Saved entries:
=====

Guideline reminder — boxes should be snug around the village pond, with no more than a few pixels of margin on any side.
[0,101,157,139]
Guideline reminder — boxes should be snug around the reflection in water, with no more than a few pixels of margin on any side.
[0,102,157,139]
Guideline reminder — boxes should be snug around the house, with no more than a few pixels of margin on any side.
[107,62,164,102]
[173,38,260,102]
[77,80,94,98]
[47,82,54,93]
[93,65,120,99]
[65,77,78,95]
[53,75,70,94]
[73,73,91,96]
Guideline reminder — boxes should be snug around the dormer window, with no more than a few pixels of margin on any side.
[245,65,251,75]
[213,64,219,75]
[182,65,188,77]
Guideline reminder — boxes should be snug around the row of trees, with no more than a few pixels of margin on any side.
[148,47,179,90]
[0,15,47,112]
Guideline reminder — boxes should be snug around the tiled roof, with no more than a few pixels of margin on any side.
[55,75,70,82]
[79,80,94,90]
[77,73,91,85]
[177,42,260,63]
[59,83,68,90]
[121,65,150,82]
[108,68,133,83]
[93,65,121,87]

=====

> **EXERCISE REQUIREMENTS**
Write out the saved entries above line for line, with no changes.

> **RESPONSE FOR THIS EXERCISE**
Guideline reminder — boxes should be snug around the village pond, with no more than a few pixels of margin on any side.
[0,101,157,139]
Guideline reminder — boxes should be snug around the reflection in water, with no more than a few pixels of margin on any side.
[0,102,157,139]
Guideline reminder — boxes should be snug around the house, with no more than a few pixels of margin on any side.
[107,62,164,102]
[173,38,260,102]
[77,80,94,98]
[47,82,54,93]
[93,65,120,99]
[65,77,78,95]
[53,75,70,94]
[73,73,91,96]
Guideline reminder — boxes should be snug around the dormer window, with no more than a few pixels of margin on any side.
[245,65,251,75]
[213,64,219,75]
[182,65,188,77]
Guideline reminder — boxes should be snug around the row of trees, with no more than a few pixels of margin on any side.
[148,47,179,90]
[0,15,47,112]
Guideline reminder — boxes should be snug around the tiled roof, with no more than a few pixels of margin on any side.
[55,75,70,82]
[79,80,94,90]
[77,73,91,85]
[177,42,260,63]
[59,83,68,90]
[121,65,150,82]
[108,68,133,83]
[93,65,121,87]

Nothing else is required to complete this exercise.